§ EXERCISE DETAILS
Your answer should restate each line of the data below word for word.

Natural-language object grounding data:
........
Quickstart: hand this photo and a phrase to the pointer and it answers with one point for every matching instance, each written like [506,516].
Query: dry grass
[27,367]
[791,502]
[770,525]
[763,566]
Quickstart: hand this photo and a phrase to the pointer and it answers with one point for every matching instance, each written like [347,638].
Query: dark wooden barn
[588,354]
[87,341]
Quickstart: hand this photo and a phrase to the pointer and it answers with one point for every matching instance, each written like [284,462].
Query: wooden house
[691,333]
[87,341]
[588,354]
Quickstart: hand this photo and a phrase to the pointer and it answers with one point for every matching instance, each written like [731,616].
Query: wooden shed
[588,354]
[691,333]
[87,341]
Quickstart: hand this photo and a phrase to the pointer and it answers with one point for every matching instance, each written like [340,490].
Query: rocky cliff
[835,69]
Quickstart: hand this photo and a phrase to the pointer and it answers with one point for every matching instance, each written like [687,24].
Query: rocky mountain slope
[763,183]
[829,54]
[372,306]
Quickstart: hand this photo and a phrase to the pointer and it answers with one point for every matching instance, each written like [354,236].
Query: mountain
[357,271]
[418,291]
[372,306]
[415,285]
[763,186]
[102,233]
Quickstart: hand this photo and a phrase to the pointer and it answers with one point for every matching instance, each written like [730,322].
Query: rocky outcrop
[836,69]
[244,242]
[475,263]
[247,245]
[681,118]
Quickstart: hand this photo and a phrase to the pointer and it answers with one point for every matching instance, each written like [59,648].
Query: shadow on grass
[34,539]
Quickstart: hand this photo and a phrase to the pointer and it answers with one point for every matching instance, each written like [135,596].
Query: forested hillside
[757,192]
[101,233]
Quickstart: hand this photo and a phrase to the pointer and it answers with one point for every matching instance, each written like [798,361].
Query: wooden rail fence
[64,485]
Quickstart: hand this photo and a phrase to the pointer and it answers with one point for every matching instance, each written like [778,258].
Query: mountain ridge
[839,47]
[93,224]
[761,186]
........
§ ANSWER TO THIS EXERCISE
Quickstart: hand this photo and a phrase to the pointer and it answers with one point for every matching instance, each written like [506,516].
Query: dry grass
[27,367]
[791,502]
[770,525]
[763,566]
Quickstart: hand this photo and a phrase to the pointer and it answers with one point for every matching instance, each written like [347,638].
Query: dark wooden barn
[588,354]
[87,341]
Quickstart: hand this photo and a phrase to the pointer and it answers with one point for every matching instance, each written like [284,462].
Query: wooden house
[691,333]
[87,341]
[588,354]
Quickstart: hand this photo and a phrase to the pointer and it answers with one point for every matching instance, each written like [731,616].
Query: wooden shed
[588,354]
[691,333]
[87,341]
Quickstart: hand this photo and a phrase to the pointer and it answers with one point for every matching instance, each written like [340,490].
Query: rocky cliff
[835,69]
Quickstart: hand this photo and a phrase to the pointer and it answers with one point for every matching instance, each written like [687,24].
Query: rocky mountain slope
[763,183]
[829,54]
[372,306]
Quickstart: hand this photo and a phrase to the pointer and it answers with one point for every matching instance, each written like [354,236].
Query: mountain
[357,271]
[418,291]
[372,306]
[415,285]
[763,186]
[102,233]
Quickstart: hand this photo and a phrase to the pointer and it answers with one point for every matching instance, each written like [730,322].
Query: rocky outcrop
[836,69]
[244,242]
[475,263]
[247,245]
[681,118]
Quickstart: hand this photo and a phrase to the pointer and it answers with one point for every matching instance, each written like [59,648].
Query: shadow on grass
[34,539]
Quickstart: hand this photo and a phrase to the pointer and it answers with one point for every matching instance, each written like [135,596].
Query: forested hillside
[757,192]
[101,233]
Quickstart: hand this photo and a phrase to the pointer and it answers with one point for every matching instance, each written like [798,361].
Query: wooden rail fence
[64,485]
Quickstart: hand this photo and a phrase to the pointer and it answers with one point for every matching instance, each written like [778,258].
Query: mountain ridge
[839,47]
[93,224]
[761,186]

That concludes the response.